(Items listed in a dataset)
──────
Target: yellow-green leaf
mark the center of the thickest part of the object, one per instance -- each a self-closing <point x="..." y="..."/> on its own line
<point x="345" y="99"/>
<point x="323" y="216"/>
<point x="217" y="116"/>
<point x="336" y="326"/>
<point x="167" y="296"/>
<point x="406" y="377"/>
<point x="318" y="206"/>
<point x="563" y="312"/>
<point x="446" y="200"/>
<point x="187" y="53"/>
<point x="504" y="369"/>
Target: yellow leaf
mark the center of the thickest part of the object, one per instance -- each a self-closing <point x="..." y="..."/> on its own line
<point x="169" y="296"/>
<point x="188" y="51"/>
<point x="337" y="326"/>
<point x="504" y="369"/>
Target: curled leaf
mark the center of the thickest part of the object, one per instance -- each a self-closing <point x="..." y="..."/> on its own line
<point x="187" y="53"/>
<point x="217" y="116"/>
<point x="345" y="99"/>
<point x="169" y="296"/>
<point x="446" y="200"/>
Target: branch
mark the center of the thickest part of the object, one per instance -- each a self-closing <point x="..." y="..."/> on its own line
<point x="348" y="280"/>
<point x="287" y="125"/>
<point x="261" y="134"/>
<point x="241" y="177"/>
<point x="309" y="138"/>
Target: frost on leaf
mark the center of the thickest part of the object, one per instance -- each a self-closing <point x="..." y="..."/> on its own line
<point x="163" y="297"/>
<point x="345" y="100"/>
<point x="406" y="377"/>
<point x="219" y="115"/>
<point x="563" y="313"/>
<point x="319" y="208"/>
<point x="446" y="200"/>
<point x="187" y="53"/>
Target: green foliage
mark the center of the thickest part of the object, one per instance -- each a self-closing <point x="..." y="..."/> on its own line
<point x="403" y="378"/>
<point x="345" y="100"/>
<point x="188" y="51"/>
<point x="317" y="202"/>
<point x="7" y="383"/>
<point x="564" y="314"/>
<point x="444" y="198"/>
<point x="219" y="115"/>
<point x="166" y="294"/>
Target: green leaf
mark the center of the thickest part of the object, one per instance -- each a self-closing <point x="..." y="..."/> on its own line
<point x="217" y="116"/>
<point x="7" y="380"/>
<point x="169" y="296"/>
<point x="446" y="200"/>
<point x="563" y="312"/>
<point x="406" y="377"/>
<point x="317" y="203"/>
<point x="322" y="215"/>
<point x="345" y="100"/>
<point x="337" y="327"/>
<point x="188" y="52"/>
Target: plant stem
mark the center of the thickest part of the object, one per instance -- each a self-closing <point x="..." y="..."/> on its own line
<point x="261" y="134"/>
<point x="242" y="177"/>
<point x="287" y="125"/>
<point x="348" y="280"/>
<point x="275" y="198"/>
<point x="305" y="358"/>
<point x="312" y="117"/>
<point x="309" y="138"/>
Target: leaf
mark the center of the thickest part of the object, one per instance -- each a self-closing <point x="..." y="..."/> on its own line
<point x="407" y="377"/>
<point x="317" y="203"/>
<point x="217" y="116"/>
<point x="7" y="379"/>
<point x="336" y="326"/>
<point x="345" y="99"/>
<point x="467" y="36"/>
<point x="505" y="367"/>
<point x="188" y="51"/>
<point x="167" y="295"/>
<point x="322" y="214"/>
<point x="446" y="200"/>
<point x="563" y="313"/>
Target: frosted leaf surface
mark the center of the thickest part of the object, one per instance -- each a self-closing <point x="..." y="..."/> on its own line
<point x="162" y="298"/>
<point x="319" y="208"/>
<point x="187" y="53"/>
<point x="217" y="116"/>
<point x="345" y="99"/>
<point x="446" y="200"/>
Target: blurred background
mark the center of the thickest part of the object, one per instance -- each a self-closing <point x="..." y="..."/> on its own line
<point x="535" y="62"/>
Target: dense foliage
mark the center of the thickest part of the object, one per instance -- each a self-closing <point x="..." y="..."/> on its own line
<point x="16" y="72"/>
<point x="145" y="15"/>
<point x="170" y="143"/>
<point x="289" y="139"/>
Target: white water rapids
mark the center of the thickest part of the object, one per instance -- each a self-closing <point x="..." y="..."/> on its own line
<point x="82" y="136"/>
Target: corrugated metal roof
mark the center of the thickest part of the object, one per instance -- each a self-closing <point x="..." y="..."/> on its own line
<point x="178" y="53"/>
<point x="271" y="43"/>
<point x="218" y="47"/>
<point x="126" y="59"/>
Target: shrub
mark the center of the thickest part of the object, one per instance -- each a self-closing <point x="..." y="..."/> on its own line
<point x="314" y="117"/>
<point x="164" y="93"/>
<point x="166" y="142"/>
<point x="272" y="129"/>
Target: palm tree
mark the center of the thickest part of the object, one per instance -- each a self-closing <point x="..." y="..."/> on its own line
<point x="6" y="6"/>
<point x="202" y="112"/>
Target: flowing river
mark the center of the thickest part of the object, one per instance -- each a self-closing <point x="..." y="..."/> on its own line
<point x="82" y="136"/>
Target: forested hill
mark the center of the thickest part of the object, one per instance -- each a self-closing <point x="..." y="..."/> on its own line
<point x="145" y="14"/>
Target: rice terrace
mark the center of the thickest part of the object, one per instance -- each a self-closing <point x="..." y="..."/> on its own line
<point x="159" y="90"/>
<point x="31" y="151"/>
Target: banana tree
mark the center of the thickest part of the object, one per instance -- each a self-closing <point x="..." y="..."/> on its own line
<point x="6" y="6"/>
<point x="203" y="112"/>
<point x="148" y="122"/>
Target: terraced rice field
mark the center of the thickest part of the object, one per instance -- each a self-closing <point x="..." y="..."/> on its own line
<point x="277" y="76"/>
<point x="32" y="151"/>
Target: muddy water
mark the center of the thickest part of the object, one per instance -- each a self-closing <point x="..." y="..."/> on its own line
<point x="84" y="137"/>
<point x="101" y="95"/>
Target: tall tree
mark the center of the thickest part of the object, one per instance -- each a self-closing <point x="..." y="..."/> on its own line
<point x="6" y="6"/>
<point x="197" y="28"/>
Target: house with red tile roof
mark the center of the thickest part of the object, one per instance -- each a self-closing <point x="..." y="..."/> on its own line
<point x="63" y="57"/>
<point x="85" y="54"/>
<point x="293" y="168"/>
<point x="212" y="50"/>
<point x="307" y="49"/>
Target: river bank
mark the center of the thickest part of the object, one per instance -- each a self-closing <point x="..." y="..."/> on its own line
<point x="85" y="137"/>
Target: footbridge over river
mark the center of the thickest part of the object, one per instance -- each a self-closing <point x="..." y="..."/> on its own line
──────
Prompt:
Copy out the whole listing exactly.

Output for this exercise:
Target: yellow-green leaf
mark the center of the thickest part of the object, one per instance -- each a self-closing <point x="..." y="..."/> on its own line
<point x="345" y="99"/>
<point x="323" y="216"/>
<point x="217" y="116"/>
<point x="336" y="326"/>
<point x="167" y="296"/>
<point x="406" y="377"/>
<point x="318" y="206"/>
<point x="563" y="312"/>
<point x="446" y="200"/>
<point x="187" y="53"/>
<point x="504" y="369"/>
Target: yellow leaf
mark the center of the thickest part of the object, one per instance -- each a self-closing <point x="..." y="..."/> on its own line
<point x="169" y="296"/>
<point x="188" y="51"/>
<point x="337" y="326"/>
<point x="504" y="369"/>
Target: curled leaf
mark the center of the thickest part of the object, one per instance -- each a self-closing <point x="..." y="..."/> on its own line
<point x="187" y="53"/>
<point x="217" y="116"/>
<point x="345" y="99"/>
<point x="169" y="296"/>
<point x="446" y="200"/>
Target: branch
mark the center of the thickest part of the object, one per instance -- each a self-closing <point x="..." y="..."/> on its own line
<point x="348" y="280"/>
<point x="287" y="125"/>
<point x="261" y="134"/>
<point x="241" y="177"/>
<point x="309" y="138"/>
Target: frost on leaf
mark the center of the thickest part of the object, one per instance -- each a self-closing <point x="..." y="..."/> on its own line
<point x="163" y="297"/>
<point x="345" y="100"/>
<point x="406" y="377"/>
<point x="219" y="115"/>
<point x="563" y="313"/>
<point x="319" y="208"/>
<point x="446" y="200"/>
<point x="187" y="53"/>
Target: green foliage
mark the center of the thickest part of the object, one per instance -- each a self-closing <point x="..." y="..."/> on its own line
<point x="403" y="378"/>
<point x="345" y="100"/>
<point x="188" y="51"/>
<point x="317" y="202"/>
<point x="7" y="383"/>
<point x="564" y="314"/>
<point x="444" y="198"/>
<point x="219" y="115"/>
<point x="166" y="294"/>
Target: green leaf
mark the center of the thickest part of the object, one per instance -- each a self-closing <point x="..." y="..."/> on its own line
<point x="217" y="116"/>
<point x="7" y="380"/>
<point x="169" y="296"/>
<point x="446" y="200"/>
<point x="563" y="312"/>
<point x="406" y="377"/>
<point x="317" y="203"/>
<point x="322" y="215"/>
<point x="345" y="100"/>
<point x="337" y="327"/>
<point x="188" y="52"/>
Target: plant stem
mark the center of the thickest part of the object, one per instance -- each a self-closing <point x="..." y="..."/> on its own line
<point x="261" y="134"/>
<point x="242" y="177"/>
<point x="287" y="125"/>
<point x="348" y="280"/>
<point x="275" y="198"/>
<point x="305" y="358"/>
<point x="312" y="117"/>
<point x="309" y="138"/>
Target: leaf
mark the center of the thickest part of the object, one per instance -- each a self-closing <point x="..." y="..."/> on its own line
<point x="407" y="377"/>
<point x="317" y="203"/>
<point x="217" y="116"/>
<point x="7" y="379"/>
<point x="336" y="326"/>
<point x="345" y="99"/>
<point x="467" y="36"/>
<point x="505" y="367"/>
<point x="188" y="51"/>
<point x="167" y="295"/>
<point x="322" y="214"/>
<point x="446" y="200"/>
<point x="563" y="313"/>
Target: frosted leaf surface
mark the center of the thickest part of the object, one per instance -- each a self-closing <point x="..." y="..."/> on its own line
<point x="162" y="298"/>
<point x="319" y="208"/>
<point x="187" y="53"/>
<point x="217" y="116"/>
<point x="345" y="99"/>
<point x="446" y="200"/>
Target: blurred background
mark the center of the thickest part of the object, one per instance -- each a self-closing <point x="..." y="..."/> on its own line
<point x="535" y="62"/>
Target: dense foliage
mark the center of the thickest part of the object, one per instance -- each a self-closing <point x="..." y="..."/> on its own line
<point x="16" y="72"/>
<point x="145" y="15"/>
<point x="170" y="143"/>
<point x="289" y="139"/>
Target: white water rapids
mark the center of the thickest part of the object, one per instance -- each a self-closing <point x="..." y="..."/> on its own line
<point x="82" y="136"/>
Target: corrugated metal roof
mark the center of the thickest part of the object, one per instance -- each a self-closing <point x="..." y="..."/> on its own line
<point x="178" y="53"/>
<point x="271" y="43"/>
<point x="218" y="47"/>
<point x="126" y="59"/>
Target: shrub
mark the center of the thickest part of the object, one per instance -- each a self-closing <point x="..." y="..."/> on its own line
<point x="314" y="117"/>
<point x="164" y="93"/>
<point x="166" y="142"/>
<point x="272" y="129"/>
Target: palm tree
mark the center of the thickest part of the object, one per instance -- each a self-closing <point x="..." y="..."/> on its own line
<point x="6" y="6"/>
<point x="202" y="112"/>
Target: flowing river
mark the center of the thickest part of the object, one per instance -- each a self-closing <point x="..." y="..."/> on its own line
<point x="82" y="136"/>
Target: forested hill
mark the center of the thickest part of the object, one per instance -- each a self-closing <point x="..." y="..."/> on its own line
<point x="145" y="14"/>
Target: rice terrace
mark the center of the thickest part of the object, one per instance -- each a self-closing <point x="..." y="..."/> on its own line
<point x="159" y="90"/>
<point x="31" y="151"/>
Target: banana tree
mark the center of the thickest part of the object, one per instance -- each a self-closing <point x="..." y="..."/> on its own line
<point x="6" y="6"/>
<point x="203" y="112"/>
<point x="148" y="122"/>
Target: terraced rice field
mark the center of the thickest part of the object, one per instance -- each a self-closing <point x="..." y="..."/> on its own line
<point x="277" y="76"/>
<point x="32" y="151"/>
Target: muddy water
mark the center of the thickest part of the object, one per instance -- each a self-closing <point x="..." y="..."/> on its own line
<point x="84" y="137"/>
<point x="101" y="95"/>
Target: tall tree
mark the center of the thickest part of the object, one per instance -- each a self-closing <point x="..." y="..."/> on its own line
<point x="6" y="6"/>
<point x="197" y="28"/>
Target: house with red tile roof
mark the center of the thickest part of the object, one per instance -- each a self-closing <point x="..." y="..."/> on its own line
<point x="63" y="57"/>
<point x="85" y="54"/>
<point x="293" y="168"/>
<point x="212" y="50"/>
<point x="307" y="49"/>
Target: river bank
mark the center of the thickest part of the object, one per instance -- each a self-closing <point x="..." y="..."/> on its own line
<point x="85" y="137"/>
Target: footbridge over river
mark the center of the thickest part of the object, one per instance -- each a self-closing <point x="..." y="..."/> on its own line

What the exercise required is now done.